* Begin Excerpt to read *

## Sledgehammer: some history, some tips

13 Apr 2022

Sledgehammer is the subsystem that links Isabelle/HOL to automatic theorem provers like Vampire and Z3. It is so much part of the Isabelle user’s everyday experience that it can be hard to remember a time before it was there. Let’s see if I can dig up some memories, and also come up with some usage tips relevant today.

### The beginnings

My memories are hazy, but I was at a conference (very likely IJCAR 2001, in Siena) sitting on some steps and talking to a representative from Springer. He said something like “How can we increase the circulation of Journal of Automated Reasoning?” Is it profitable?, I recall asking. “Oh yes!” Then perhaps you could try to hold down the cost of a subscription?

* End Excerpt to read *
* Begin Information shown *

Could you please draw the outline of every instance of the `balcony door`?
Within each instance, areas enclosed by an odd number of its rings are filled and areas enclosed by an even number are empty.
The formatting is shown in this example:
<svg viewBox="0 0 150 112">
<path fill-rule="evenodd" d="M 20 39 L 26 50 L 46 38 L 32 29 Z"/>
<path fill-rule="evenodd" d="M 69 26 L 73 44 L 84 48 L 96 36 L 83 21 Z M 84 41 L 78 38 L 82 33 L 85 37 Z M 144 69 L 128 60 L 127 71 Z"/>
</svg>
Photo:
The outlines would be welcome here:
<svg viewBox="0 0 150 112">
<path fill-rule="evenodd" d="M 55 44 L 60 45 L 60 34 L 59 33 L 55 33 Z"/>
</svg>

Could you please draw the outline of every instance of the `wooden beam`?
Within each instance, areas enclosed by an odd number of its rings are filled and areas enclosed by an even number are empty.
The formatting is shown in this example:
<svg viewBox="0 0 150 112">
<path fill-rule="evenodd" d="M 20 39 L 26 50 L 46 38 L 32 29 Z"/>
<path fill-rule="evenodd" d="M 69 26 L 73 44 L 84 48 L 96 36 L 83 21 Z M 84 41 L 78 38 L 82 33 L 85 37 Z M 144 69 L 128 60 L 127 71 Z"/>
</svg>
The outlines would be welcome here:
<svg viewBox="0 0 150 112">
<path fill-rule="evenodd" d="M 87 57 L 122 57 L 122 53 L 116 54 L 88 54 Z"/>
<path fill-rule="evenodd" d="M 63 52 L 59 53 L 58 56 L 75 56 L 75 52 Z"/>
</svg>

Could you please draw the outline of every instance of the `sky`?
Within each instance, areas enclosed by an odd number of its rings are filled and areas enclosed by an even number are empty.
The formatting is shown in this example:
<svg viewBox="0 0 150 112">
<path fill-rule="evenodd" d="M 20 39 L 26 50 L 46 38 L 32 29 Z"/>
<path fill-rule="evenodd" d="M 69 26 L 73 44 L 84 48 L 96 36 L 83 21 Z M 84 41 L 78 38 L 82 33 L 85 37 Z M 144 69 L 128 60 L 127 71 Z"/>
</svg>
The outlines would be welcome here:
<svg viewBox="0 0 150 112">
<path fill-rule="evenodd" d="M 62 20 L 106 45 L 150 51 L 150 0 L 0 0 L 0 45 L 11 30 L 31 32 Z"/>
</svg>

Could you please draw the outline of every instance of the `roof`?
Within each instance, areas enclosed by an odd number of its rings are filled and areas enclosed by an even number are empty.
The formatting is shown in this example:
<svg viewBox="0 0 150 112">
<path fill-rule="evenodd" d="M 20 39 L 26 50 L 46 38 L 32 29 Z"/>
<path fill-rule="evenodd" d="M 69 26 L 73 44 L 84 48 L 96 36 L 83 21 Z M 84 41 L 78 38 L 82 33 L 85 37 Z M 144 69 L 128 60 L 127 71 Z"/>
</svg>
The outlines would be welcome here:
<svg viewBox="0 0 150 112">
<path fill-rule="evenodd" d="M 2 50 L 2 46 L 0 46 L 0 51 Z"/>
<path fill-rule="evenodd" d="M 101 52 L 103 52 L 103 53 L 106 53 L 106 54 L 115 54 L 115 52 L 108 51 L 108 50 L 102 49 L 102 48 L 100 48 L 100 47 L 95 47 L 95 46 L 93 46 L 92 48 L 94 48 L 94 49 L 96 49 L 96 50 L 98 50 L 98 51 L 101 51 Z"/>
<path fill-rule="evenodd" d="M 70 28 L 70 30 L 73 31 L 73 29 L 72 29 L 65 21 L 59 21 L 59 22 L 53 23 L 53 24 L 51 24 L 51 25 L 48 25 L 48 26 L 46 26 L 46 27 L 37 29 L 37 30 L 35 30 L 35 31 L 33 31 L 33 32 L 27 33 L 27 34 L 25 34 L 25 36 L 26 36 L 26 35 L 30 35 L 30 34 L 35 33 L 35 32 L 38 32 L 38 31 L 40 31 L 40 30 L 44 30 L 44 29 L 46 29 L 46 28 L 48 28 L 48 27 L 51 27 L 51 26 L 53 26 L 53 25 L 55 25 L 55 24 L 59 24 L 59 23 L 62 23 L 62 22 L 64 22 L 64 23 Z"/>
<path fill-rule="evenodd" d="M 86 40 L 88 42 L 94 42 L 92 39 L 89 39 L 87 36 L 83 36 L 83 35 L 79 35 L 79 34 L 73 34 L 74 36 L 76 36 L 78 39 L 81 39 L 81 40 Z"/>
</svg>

* End Information shown *

Goal:
Continue the Sledgehammer history post above, starting right after its final sentence.

Reply:
That conversation went nowhere, but I recall bumping into Andrei Voronkov, the architect of the Vampire prover and one of the tiny elite group of people who know how to make resolution theorem proving actually work. It was his idea to see if we could combine our technologies and build something that was greater than both. I forget what happened in the interim, but by the time I received the relevant grant, I found myself also working with Christoph Weidenbach and his SPASS prover. The Cambridge team included Jia Meng and Claire Quigley, and we already had a preliminary paper ready for IJCAR 2004.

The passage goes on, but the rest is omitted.